**Extracted entries:**
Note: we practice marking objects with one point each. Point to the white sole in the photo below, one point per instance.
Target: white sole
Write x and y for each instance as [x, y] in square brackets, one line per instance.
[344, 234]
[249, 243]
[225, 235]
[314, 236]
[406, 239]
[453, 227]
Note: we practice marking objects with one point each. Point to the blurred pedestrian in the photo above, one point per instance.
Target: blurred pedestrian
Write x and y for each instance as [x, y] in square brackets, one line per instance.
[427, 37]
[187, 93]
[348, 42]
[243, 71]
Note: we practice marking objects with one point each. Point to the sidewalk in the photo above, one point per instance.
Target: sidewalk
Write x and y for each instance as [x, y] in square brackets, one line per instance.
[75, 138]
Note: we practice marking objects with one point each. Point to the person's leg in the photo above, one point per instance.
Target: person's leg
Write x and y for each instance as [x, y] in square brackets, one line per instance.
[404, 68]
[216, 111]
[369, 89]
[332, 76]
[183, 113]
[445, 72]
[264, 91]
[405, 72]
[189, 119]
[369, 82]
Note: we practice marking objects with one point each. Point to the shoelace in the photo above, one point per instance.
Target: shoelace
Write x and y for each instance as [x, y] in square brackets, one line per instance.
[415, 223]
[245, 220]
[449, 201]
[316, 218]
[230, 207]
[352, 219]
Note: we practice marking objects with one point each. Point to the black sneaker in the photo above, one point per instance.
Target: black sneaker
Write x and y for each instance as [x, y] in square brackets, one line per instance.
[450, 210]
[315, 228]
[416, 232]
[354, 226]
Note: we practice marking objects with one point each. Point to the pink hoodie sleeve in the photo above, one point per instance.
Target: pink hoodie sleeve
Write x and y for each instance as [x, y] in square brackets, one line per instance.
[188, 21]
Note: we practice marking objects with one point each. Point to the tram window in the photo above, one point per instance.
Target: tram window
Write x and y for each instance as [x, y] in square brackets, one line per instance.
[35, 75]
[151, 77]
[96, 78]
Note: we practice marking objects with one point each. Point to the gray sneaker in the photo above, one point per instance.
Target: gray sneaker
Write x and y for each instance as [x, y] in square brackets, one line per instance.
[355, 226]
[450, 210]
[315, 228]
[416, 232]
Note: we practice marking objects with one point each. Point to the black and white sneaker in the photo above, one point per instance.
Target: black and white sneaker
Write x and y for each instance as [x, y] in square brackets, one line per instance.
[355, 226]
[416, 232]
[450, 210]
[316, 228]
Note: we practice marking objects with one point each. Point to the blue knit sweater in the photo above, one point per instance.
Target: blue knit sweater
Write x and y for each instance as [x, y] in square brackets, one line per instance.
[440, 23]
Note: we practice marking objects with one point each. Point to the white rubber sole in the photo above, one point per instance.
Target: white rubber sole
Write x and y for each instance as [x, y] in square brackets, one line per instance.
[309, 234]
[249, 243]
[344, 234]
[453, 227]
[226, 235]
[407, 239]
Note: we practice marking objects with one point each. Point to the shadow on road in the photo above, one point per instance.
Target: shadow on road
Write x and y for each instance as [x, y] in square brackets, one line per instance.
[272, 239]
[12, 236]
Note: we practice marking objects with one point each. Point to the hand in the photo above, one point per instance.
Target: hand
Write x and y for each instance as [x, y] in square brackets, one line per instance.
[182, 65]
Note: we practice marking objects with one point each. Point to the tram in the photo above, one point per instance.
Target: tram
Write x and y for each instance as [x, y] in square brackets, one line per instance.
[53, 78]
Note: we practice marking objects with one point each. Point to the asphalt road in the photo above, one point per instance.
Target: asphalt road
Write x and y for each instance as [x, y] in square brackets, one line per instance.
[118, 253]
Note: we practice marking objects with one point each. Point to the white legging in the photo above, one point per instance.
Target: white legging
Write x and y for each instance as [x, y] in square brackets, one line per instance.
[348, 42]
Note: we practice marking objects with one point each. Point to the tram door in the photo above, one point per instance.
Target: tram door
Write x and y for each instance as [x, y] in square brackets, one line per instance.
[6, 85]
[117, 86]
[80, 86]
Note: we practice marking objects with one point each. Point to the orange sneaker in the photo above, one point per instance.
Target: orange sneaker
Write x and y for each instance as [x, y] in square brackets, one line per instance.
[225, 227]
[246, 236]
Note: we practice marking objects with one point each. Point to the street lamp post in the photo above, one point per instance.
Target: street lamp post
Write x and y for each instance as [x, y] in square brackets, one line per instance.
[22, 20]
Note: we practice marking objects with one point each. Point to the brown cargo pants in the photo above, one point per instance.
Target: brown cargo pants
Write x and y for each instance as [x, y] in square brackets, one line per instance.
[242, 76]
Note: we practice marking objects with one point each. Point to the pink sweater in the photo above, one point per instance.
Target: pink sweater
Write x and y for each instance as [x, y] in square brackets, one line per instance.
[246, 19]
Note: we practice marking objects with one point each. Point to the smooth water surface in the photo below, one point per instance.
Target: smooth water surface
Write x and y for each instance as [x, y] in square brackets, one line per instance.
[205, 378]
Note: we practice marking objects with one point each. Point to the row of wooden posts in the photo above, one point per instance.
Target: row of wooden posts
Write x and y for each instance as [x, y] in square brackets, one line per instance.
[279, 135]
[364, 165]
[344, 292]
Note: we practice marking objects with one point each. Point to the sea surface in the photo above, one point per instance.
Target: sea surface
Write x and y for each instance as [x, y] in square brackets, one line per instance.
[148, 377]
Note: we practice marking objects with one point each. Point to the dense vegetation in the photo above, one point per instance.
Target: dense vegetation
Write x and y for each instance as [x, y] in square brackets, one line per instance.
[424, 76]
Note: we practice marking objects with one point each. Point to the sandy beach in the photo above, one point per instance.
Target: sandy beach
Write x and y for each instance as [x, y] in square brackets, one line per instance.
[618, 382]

**About this task:** The stretch of entries above that starts with the line containing "Target: pink sweater" and goes on through the line containing "Target: sea surface" is to be transcribed exactly, and no other line is to be transcribed.

**Task solution:**
Target: pink sweater
Write x and y for each instance as [x, y] in square brackets, one line per instance.
[246, 19]
Note: we practice marking objects with one point each. Point to the smooth water surface in the photo below, one point per instance.
Target: smooth water surface
Write x and y for each instance as [x, y] in square brackets, one line per instance.
[205, 378]
Note: we practice marking objects with one point each. Point to the row of wooden posts in the photo above, one point per instance.
Target: row of wooden posts
Write x and y for each instance as [x, y] in square brackets, one line per instance.
[279, 135]
[364, 165]
[344, 292]
Note: we practice marking objects with one point each. Point to the sea surface in the photo above, one point per instance.
Target: sea surface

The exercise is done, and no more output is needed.